=== VORLIEGENDER TEXT ===

──────────────────────────────

Einfach unglaublich! Der Inhalt dieser Kolumne wird Sie schockieren!

Von Martina Mara   09.August 2016

Ich wollte damit erreichen, dass Sie diese Zeilen lesen. Allerdings nicht aus einem Spontananflug perfider Ätschbätsch-Mentalität heraus, sondern um Ihnen zu zeigen, mit welchen Tricks im Internet um Ihre Aufmerksamkeit gekämpft wird. Online herrscht ja eine Ökonomie der Klicks. Mit Aufmerksamkeit meine ich ebensolche. Je mehr Menschen eine Website anklicken, desto mehr Geld gibt’s für Werbeplatzierungen. That’s it.

Um eine gewinnbringende Klickmaximierung herzustellen, haben sich diverse Verfasser von Online-Artikeln und Webvideos, darunter hochprofessionelle Anbieter wie Upworthy oder heftig.co, deshalb auf die Psychologie effektvoller Headlines spezialisiert. "Clickbait" – Klickköder – nennt man ihre Produkte, die in letzter Zeit vor allem in sozialen Medien wie Facebook oder YouTube überhandnehmen. Die Schlagzeilen lesen sich dann in etwa so: "Bevor er ins Bett ging, steckte er Knoblauch in seine Schuhe. Sie werden nicht glauben, was danach passierte" oder "Einfach großartig, wie diese Polizistin auf den Welpen im Streifenwagen reagierte. Es wird Sie zu Tränen rühren!" oder "5 Wahrheiten über Salat, die Sie Ihren Speiseplan überdenken lassen".

Das Nervige dabei ist, dass sich die Nachricht – ist sie erst mal angeklickt – häufig als weitaus unspektakulärer herausstellt, als der Titel versprach. Und trotzdem funktioniert Clickbait immer wieder und sogar dann, wenn wir uns der Manipulation bewusst sind. Wir können einfach nicht widerstehen, denn die scheinbaren Knüllermeldungen spielen mit starken menschlichen Bedürfnissen: Sie wecken unsere Neugierde. Sie enthalten oft Listen, die uns Komplexitätsreduktion versprechen. Und sie prophezeien, starke Emotionen auszulösen.

──────────────────────────────

=== ZU LÖSENDE AUFGABEN ===
#1 Schreiben Sie aus der Kolumne über Clickbait alles von „Einfach unglaublich! Der“ bis hinunter zu „Werbeplatzierungen. That’s it.“ wortgetreu ab.
#2 Führen Sie alle Beispielschlagzeilen auf, die die Kolumne über Clickbait wörtlich zitiert.
#3 Setzen Sie die Kolumne über Clickbait im Anschluss an ihren letzten Satz fort.
Das beigefügte Material wird zur Bearbeitung nicht gebraucht.

=== BEIGEFÜGTES MATERIAL ===
──────────────────────────────

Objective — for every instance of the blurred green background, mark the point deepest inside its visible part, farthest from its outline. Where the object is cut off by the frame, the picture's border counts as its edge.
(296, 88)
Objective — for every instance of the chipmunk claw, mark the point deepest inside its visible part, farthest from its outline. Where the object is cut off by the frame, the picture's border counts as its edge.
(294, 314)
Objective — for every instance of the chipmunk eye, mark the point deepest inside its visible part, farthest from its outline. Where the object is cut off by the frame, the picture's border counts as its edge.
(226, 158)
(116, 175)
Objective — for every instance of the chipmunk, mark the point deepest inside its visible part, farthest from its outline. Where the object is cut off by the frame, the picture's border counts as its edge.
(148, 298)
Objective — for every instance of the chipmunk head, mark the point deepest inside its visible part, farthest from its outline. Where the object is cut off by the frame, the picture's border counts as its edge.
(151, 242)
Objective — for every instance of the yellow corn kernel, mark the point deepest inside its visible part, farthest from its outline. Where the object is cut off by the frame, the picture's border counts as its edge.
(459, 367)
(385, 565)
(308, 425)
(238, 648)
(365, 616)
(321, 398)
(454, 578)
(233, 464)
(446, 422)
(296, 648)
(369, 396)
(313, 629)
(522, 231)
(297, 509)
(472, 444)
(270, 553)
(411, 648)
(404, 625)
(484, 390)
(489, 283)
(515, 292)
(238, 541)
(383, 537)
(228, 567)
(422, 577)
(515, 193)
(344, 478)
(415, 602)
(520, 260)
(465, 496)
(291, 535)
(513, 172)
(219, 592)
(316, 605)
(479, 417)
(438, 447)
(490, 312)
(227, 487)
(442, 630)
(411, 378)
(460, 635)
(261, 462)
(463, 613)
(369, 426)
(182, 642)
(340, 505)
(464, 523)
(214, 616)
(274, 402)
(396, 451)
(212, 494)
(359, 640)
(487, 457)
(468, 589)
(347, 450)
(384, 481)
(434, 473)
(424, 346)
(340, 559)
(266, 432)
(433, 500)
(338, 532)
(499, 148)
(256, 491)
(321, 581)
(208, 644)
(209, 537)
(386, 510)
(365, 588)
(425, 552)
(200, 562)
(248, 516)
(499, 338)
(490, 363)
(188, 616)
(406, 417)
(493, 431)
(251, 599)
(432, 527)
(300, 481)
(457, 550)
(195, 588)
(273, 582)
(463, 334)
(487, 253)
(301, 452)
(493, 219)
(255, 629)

──────────────────────────────

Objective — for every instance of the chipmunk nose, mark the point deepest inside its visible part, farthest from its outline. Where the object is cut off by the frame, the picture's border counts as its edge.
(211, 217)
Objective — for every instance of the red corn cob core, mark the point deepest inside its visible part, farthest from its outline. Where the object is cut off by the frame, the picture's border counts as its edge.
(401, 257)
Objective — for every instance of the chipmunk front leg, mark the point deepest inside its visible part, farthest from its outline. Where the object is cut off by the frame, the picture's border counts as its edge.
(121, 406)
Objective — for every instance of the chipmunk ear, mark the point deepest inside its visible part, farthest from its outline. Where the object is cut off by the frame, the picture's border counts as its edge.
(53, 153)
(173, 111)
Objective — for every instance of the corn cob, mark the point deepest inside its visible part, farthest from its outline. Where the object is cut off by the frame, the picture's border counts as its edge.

──────────────────────────────

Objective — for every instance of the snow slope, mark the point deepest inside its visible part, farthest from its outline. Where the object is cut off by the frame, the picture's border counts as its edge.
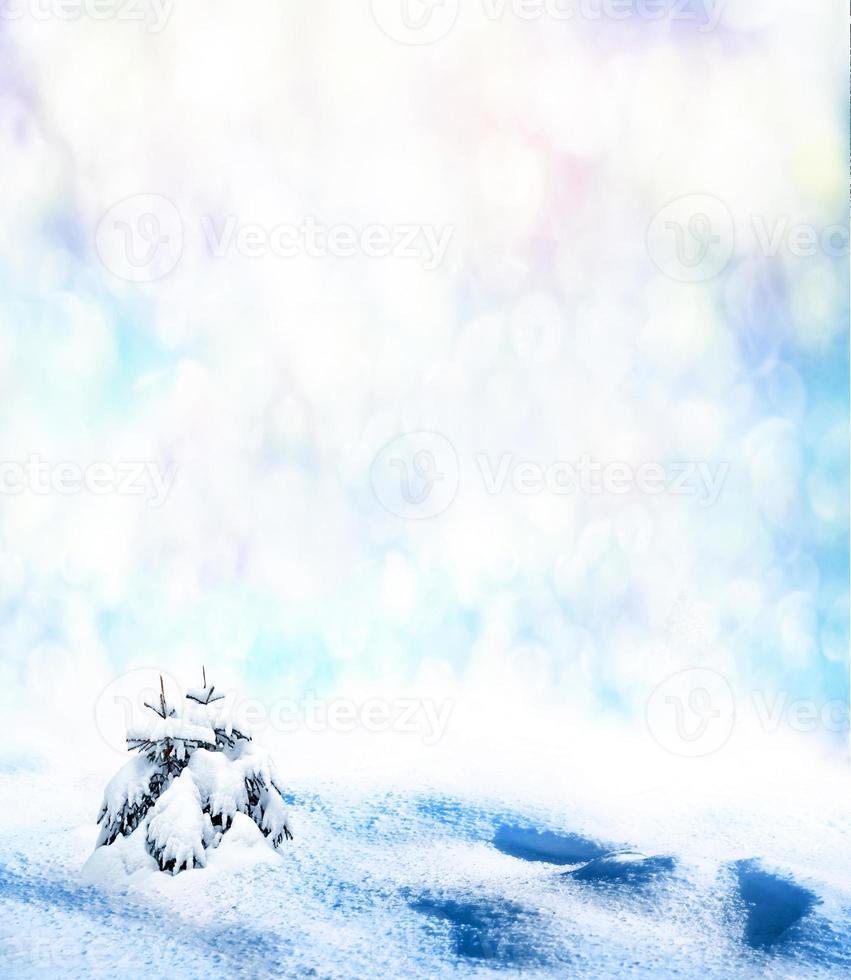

──────────────────────────────

=== NUMMERIERTE ANTWORTEN ===
#1
Einfach unglaublich! Der Inhalt dieser Kolumne wird Sie schockieren!

Von Martina Mara   09.August 2016

Ich wollte damit erreichen, dass Sie diese Zeilen lesen. Allerdings nicht aus einem Spontananflug perfider Ätschbätsch-Mentalität heraus, sondern um Ihnen zu zeigen, mit welchen Tricks im Internet um Ihre Aufmerksamkeit gekämpft wird. Online herrscht ja eine Ökonomie der Klicks. Mit Aufmerksamkeit meine ich ebensolche. Je mehr Menschen eine Website anklicken, desto mehr Geld gibt’s für Werbeplatzierungen. That’s it.

#2
- „Bevor er ins Bett ging, steckte er Knoblauch in seine Schuhe. Sie werden nicht glauben, was danach passierte“
- „Einfach großartig, wie diese Polizistin auf den Welpen im Streifenwagen reagierte. Es wird Sie zu Tränen rühren!“
- „5 Wahrheiten über Salat, die Sie Ihren Speiseplan überdenken lassen“

#3
Brasilianische Forscher konnten bereits 2014 zeigen, dass diese der Schlüssel zur Popularität von Online-Nachrichten sind. Sie ließen die wahrgenommene Emotionalität von knapp 70.000 Headlines bewerten und stellten fest, dass die Überschriften mit den meisten Punkten auch jene waren, die am häufigsten angeklickt wurden. Und zwar unabhängig davon, ob die zu erwartende Emotion positiv – Freude oder Zufriedenheit etwa – oder negativ – Schock und Ekel – ausfiel.

Facebook hat nun übrigens angekündigt, verstärkt gegen Clickbait vorzugehen. Es werde bereits an einem Algorithmus gearbeitet, der die Verführer-Links automatisch erkennen und ausfiltern kann. Recht so. Aber hoffentlich werden dann nicht auch die vielen Katzenvideos ausgesiebt. Denn Katzenbabys, die halten natürlich immer, was sie versprechen.

Martina Mara ist Medienpsychologin und forscht am Ars Electronica Futurelab zu Mensch-Roboter-Beziehungen.